▶ _EXERCISE GOAL_
In the rows below, copy every line character for character, starting with the line that contains "Would you be able to point to the navy" and ending with the line that contains "column 978, row 507". Include both of those lines.

▶ _RECORDS PROVIDED_
◆ ◆ ◆ ◆

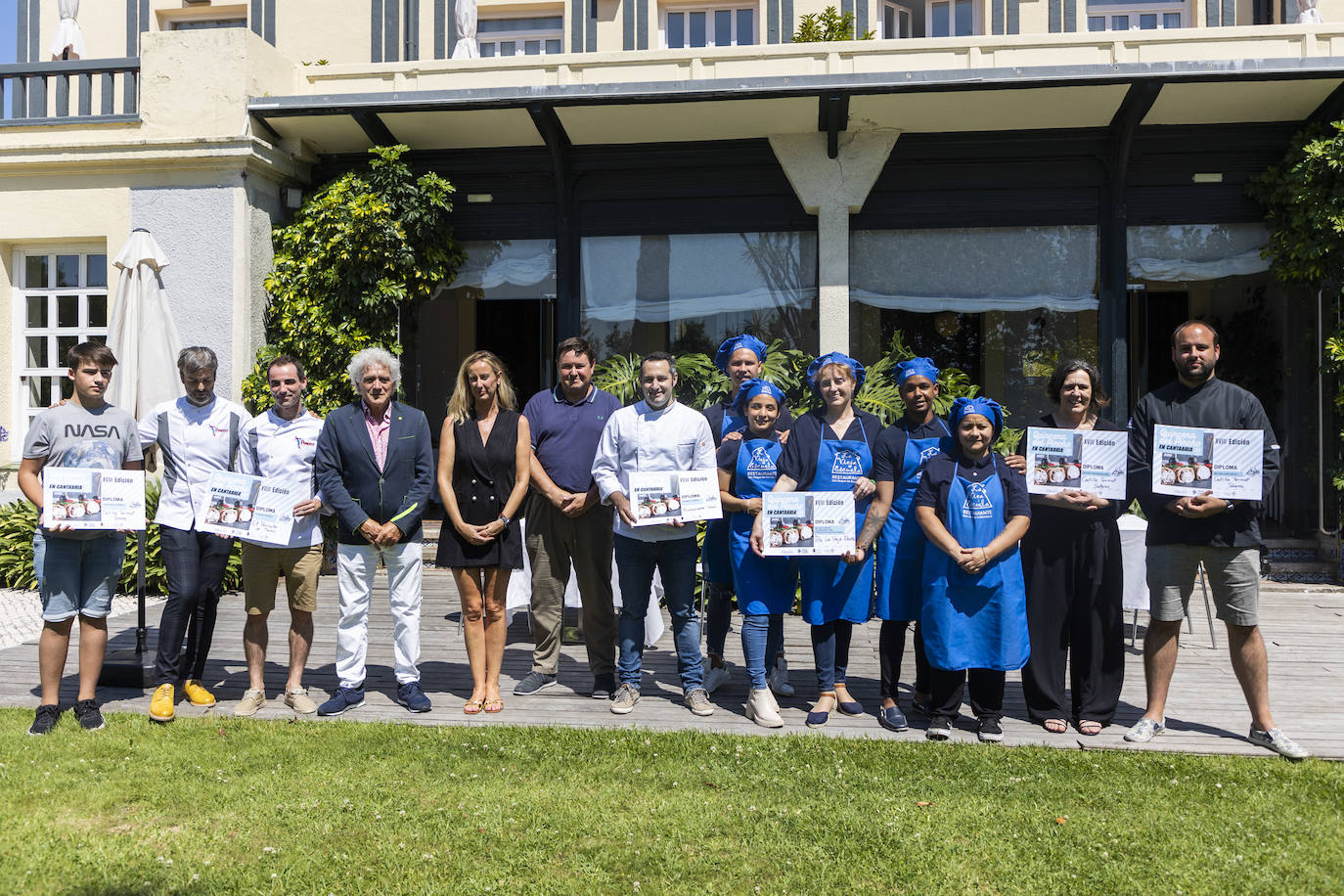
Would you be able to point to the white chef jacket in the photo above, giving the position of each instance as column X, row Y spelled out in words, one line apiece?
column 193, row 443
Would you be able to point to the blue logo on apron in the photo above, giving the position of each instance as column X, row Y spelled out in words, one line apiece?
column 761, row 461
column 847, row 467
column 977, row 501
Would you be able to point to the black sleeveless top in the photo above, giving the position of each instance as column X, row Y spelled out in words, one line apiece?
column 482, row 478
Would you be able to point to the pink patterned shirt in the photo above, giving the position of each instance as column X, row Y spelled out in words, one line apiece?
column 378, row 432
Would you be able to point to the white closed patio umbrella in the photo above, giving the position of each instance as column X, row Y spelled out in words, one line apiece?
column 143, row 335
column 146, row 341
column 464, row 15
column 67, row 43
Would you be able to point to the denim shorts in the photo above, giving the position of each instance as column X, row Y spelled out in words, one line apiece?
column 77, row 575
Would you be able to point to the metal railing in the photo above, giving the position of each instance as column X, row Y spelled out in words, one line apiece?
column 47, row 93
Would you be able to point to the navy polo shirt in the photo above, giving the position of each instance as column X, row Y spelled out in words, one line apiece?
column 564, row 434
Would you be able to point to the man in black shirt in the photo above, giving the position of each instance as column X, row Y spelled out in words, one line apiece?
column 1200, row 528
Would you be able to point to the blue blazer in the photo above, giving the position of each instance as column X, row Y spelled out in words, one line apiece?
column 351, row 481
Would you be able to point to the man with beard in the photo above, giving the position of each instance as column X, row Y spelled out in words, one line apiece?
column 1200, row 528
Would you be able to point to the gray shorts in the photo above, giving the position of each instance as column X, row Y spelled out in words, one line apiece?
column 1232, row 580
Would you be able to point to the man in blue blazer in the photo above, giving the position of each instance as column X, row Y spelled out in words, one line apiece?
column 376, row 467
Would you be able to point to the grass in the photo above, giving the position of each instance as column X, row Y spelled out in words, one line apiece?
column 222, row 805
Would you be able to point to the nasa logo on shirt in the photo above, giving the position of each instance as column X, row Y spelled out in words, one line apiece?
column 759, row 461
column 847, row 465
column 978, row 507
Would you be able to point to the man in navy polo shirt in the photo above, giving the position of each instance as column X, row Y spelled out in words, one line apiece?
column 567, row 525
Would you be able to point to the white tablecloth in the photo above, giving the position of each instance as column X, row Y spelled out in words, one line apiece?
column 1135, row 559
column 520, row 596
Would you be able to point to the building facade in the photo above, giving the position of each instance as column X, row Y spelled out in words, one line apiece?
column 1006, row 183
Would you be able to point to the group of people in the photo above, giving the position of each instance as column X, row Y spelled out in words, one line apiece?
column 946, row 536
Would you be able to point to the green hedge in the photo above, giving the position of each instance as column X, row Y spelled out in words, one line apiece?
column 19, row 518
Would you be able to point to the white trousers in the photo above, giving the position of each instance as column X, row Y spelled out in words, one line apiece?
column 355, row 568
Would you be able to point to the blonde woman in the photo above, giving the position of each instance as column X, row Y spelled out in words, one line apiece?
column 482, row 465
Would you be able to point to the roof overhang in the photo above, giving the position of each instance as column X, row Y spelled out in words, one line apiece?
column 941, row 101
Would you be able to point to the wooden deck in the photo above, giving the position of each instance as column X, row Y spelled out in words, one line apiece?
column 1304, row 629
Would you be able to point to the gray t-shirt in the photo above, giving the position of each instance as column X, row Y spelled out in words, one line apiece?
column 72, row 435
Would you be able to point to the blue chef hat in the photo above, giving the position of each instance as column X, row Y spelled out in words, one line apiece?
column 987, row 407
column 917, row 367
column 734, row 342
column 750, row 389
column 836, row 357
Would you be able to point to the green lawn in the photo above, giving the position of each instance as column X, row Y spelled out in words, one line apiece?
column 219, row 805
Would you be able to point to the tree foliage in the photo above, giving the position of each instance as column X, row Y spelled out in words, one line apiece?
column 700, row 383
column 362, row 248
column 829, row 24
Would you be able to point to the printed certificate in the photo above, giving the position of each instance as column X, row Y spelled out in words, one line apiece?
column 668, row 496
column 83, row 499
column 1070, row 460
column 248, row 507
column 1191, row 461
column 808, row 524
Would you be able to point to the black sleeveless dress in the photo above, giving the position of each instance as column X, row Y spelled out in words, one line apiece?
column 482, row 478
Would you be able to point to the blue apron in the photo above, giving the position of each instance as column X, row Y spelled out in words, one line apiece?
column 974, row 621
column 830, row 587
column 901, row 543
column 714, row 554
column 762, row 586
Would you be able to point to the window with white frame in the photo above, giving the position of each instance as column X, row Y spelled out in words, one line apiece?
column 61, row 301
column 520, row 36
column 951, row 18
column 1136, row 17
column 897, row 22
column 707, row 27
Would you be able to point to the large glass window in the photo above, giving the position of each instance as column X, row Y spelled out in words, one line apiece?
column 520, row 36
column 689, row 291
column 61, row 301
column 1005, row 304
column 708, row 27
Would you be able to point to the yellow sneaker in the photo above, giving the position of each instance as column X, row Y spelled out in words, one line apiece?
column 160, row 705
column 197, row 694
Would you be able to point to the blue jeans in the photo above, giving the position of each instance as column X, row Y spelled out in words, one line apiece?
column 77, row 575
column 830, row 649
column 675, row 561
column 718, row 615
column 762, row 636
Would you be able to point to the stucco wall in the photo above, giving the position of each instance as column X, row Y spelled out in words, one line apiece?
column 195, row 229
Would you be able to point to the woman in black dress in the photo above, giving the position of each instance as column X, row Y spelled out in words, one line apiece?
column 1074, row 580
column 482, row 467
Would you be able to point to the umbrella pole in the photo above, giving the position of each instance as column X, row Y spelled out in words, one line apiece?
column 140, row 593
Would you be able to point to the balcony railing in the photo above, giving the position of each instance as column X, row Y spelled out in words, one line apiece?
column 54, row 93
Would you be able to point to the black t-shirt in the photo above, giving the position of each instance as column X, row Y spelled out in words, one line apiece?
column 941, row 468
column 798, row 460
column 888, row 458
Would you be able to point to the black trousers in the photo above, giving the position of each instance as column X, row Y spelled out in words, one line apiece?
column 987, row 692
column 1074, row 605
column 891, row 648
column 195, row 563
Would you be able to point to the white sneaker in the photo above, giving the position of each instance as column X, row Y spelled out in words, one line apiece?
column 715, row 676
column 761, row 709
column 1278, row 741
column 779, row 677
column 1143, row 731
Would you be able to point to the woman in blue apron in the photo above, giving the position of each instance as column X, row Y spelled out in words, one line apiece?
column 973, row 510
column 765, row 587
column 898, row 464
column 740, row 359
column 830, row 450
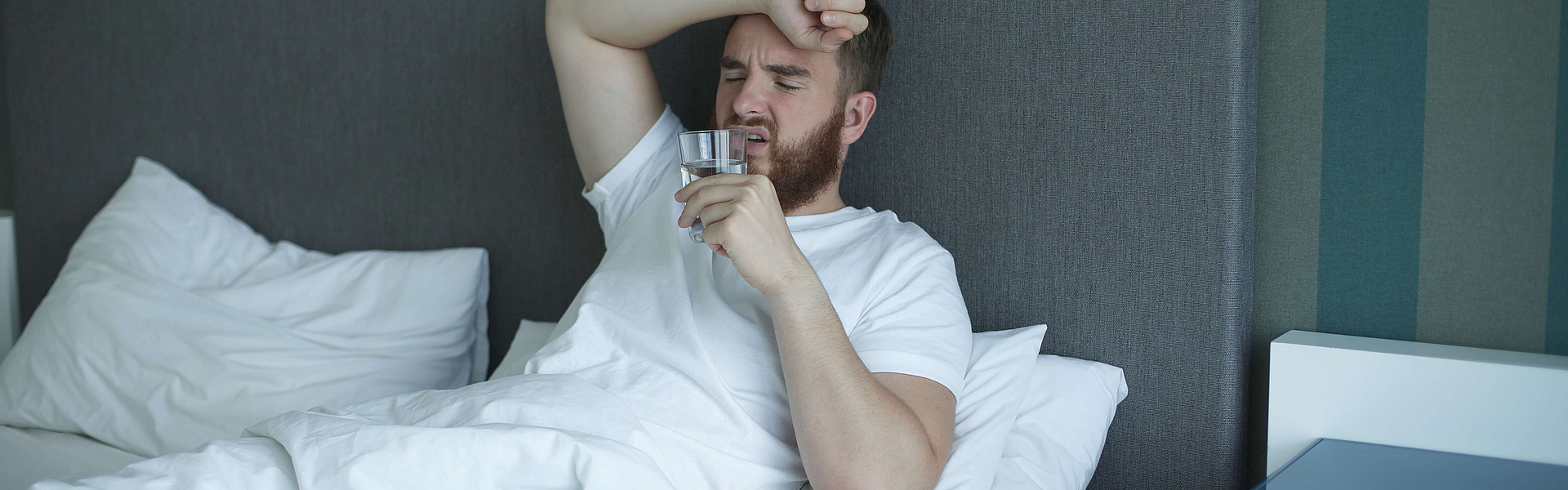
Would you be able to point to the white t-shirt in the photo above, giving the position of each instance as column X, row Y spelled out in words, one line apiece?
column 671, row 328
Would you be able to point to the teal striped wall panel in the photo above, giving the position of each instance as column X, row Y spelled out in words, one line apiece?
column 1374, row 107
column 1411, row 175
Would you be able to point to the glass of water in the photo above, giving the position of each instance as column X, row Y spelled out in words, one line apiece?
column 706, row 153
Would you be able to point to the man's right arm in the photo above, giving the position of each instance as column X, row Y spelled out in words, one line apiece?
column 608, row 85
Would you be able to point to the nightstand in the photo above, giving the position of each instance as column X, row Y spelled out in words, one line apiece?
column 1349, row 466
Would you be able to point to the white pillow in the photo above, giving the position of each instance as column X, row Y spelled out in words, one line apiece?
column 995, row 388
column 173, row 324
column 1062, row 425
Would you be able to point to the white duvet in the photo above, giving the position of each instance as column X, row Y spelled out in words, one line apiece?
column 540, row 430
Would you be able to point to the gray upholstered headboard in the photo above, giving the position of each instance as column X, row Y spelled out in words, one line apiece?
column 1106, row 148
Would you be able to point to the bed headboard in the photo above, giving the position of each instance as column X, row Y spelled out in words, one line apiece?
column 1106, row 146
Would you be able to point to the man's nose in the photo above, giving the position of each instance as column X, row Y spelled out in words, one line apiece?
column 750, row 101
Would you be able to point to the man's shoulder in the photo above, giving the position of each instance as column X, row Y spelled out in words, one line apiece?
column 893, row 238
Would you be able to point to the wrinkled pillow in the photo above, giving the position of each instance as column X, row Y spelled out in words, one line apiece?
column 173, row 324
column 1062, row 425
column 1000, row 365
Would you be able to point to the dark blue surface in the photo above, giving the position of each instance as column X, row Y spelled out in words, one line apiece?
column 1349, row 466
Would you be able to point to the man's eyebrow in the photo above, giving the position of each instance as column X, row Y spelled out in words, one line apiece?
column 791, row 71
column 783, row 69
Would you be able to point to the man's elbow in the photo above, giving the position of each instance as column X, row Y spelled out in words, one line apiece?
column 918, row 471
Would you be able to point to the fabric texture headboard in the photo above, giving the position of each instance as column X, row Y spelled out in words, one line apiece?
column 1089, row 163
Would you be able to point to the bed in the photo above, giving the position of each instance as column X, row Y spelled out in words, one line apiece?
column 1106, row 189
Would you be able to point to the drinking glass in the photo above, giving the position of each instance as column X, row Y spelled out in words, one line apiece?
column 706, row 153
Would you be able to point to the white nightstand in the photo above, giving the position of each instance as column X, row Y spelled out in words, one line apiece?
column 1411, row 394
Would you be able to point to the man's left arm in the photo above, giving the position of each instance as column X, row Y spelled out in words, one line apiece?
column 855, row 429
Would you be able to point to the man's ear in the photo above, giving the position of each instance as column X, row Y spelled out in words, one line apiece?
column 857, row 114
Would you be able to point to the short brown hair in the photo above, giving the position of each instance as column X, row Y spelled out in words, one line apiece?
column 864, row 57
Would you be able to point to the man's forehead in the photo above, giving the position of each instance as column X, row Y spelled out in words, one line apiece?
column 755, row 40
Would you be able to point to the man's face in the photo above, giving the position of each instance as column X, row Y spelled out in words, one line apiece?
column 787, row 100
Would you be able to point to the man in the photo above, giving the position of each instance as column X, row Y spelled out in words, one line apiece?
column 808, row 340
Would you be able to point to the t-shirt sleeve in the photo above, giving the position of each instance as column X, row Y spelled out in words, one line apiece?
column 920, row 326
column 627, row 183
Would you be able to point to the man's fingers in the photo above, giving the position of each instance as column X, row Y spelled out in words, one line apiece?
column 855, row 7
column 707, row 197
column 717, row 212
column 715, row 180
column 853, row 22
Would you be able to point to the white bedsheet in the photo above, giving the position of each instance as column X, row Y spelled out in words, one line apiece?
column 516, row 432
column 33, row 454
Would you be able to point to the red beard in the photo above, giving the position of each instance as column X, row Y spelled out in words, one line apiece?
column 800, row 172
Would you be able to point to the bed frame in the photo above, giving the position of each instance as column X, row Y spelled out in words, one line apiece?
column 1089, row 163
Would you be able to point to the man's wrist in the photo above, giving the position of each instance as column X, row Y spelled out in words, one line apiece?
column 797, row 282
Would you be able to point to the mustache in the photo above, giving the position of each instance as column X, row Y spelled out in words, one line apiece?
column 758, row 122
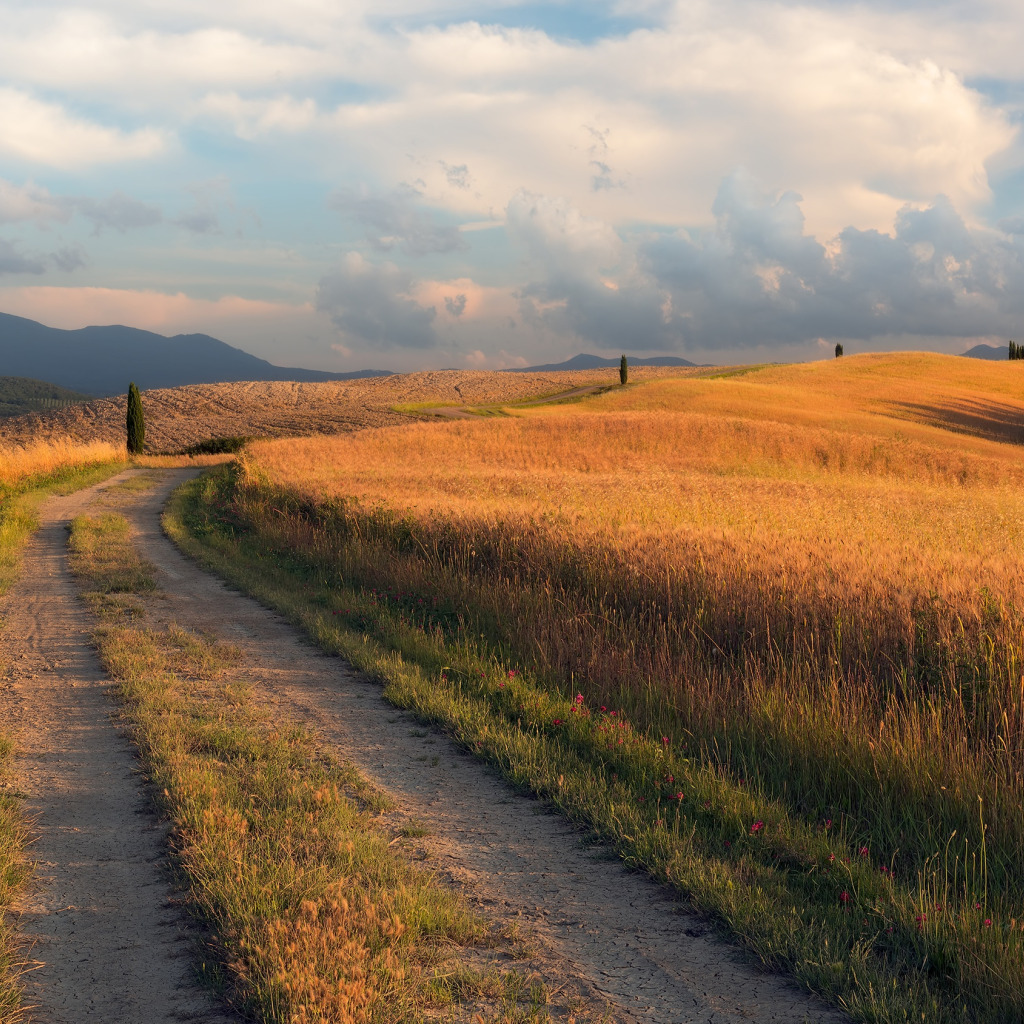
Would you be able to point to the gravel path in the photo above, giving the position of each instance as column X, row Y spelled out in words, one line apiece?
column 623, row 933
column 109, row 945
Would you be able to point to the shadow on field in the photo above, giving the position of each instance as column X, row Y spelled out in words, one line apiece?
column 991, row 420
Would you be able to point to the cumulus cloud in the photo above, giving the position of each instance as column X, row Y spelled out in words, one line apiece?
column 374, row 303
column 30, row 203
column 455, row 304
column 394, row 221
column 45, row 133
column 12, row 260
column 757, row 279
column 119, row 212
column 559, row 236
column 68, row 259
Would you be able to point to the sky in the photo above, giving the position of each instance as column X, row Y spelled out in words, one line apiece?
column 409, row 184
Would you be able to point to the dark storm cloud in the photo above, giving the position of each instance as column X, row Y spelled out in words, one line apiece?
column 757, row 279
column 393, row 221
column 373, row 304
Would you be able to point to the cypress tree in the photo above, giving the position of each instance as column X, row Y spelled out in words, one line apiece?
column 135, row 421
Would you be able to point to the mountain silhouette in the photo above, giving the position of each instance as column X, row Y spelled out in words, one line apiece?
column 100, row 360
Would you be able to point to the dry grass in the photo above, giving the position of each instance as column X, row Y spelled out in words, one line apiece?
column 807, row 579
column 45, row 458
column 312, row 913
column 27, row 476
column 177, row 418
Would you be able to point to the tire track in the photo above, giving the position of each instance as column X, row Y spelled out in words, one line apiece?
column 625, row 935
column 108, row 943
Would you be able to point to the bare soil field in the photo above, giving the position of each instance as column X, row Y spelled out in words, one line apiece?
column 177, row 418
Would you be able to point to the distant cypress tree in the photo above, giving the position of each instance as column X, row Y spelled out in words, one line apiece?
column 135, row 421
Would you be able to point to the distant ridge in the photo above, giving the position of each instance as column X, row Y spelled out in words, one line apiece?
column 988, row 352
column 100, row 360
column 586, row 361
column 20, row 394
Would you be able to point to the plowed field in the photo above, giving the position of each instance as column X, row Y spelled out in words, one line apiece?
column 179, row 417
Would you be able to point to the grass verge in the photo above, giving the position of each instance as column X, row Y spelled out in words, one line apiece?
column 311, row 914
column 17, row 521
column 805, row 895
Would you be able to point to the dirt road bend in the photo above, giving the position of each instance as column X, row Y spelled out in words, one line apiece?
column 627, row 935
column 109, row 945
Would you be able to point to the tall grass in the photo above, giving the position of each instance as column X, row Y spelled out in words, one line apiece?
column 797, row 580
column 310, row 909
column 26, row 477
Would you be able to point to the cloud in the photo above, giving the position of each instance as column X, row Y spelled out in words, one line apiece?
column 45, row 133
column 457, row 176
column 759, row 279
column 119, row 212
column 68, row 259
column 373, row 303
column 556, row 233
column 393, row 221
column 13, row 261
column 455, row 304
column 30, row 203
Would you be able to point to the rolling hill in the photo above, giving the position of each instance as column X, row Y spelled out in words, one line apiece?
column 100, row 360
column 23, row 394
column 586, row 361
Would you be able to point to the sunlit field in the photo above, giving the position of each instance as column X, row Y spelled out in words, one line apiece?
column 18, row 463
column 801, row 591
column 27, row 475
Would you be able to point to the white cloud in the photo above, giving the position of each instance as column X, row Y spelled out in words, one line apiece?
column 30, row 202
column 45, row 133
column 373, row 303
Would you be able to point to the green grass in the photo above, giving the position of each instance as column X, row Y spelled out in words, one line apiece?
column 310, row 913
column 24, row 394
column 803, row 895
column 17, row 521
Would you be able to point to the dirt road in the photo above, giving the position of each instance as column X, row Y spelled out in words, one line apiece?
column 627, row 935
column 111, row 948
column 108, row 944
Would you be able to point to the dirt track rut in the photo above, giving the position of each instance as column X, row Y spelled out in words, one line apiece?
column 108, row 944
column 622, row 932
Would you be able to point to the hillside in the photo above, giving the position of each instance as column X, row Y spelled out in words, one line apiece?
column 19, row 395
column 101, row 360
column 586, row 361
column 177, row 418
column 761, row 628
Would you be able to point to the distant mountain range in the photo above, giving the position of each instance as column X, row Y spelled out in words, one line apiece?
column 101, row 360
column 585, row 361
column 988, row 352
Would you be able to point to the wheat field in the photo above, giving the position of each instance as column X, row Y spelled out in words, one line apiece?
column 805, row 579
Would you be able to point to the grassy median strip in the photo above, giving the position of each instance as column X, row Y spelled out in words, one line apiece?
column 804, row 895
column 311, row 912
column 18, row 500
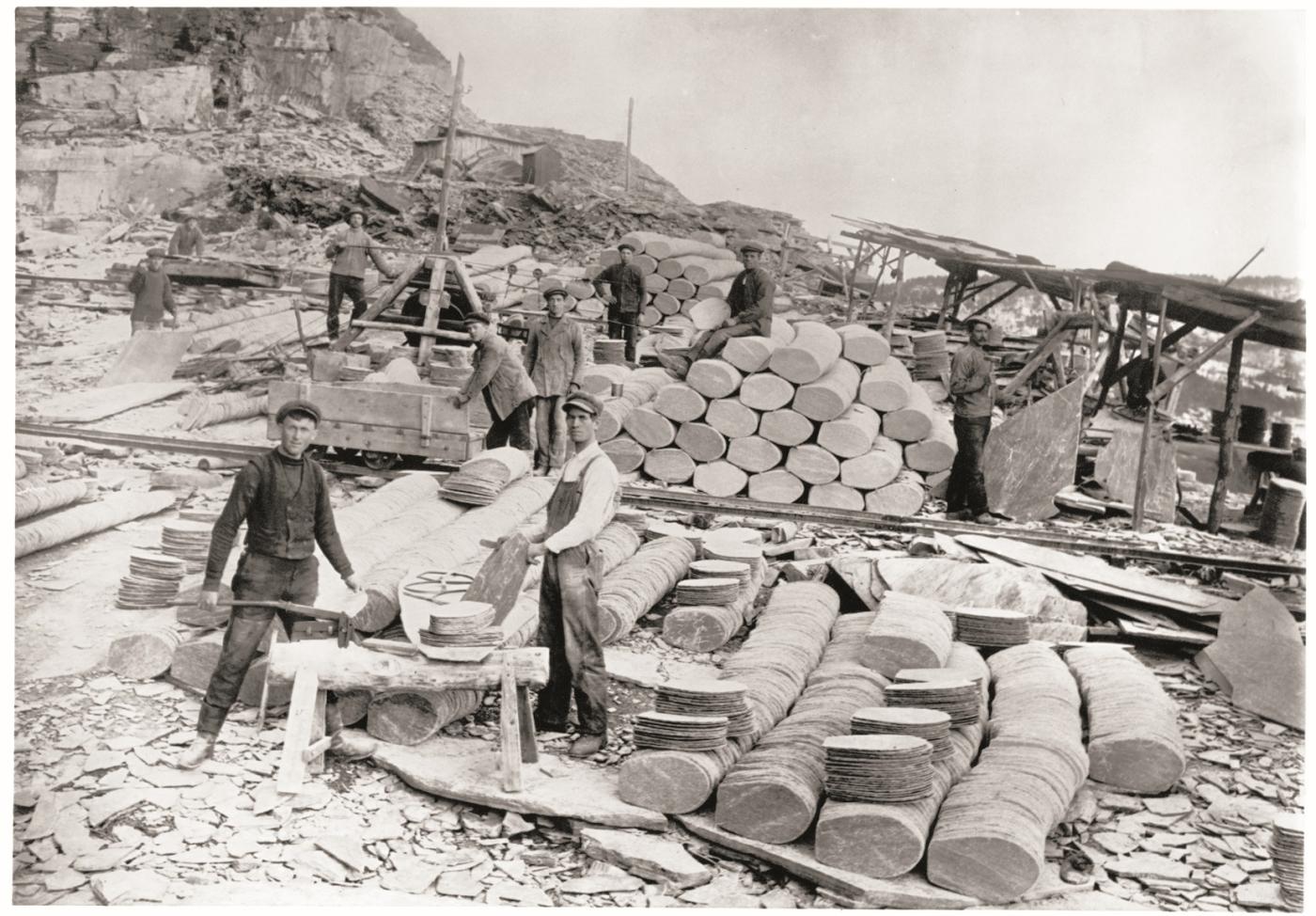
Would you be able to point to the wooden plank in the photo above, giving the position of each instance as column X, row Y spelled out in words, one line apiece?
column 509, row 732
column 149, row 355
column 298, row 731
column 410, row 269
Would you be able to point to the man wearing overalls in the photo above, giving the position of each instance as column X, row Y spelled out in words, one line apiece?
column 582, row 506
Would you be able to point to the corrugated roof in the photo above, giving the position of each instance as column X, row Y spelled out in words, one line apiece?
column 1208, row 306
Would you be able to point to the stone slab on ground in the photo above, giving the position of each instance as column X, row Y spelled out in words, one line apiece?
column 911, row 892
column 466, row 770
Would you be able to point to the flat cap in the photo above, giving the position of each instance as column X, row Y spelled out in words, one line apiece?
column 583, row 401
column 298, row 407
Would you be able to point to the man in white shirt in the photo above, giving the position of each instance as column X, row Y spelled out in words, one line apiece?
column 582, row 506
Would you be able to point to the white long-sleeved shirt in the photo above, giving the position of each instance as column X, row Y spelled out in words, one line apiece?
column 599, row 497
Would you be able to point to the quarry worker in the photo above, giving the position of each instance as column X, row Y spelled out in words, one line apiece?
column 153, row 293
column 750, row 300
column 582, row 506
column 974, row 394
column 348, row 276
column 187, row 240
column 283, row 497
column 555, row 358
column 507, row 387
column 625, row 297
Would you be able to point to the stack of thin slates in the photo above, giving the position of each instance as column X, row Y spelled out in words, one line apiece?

◆ ◆ ◆ ◆

▶ _ANSWER FOR THIS EXERCISE_
Would you be able to point to the navy polo shirt in the photo above, giving the position of each instance as column X, row Y spelled out in words, one line apiece?
column 564, row 434
Would you be able to point to the man in black shirt in the photo above, giving the position of each instance as column X, row Y spelled out in words, one line apiece?
column 1200, row 528
Would you be able to point to the blue blazer in the photo above, giving the position of each instance as column X, row Y spelled out in words, one line apiece?
column 351, row 481
Would you be able to point to the man with beard in the photo above, giving the position of each instance as column X, row Y spelled out in words, one line apiece?
column 1200, row 528
Would you be able to point to the gray shorts in the photo above, giving the position of each instance as column X, row Y spelled out in words, one line apiece?
column 1232, row 580
Would you be able to point to the man in blue blazer in the photo above, giving the position of each instance as column X, row Y spelled out in words, one line apiece?
column 376, row 467
Would you be able to point to the grass in the photo above, giving the position of each instance as column X, row Y spelled out in words, one line apiece?
column 222, row 805
Would you be able to point to the nasa logo on shirt in the photo above, giving the position of each instance as column X, row Y spelled out in words, one line apiece?
column 759, row 461
column 847, row 465
column 978, row 507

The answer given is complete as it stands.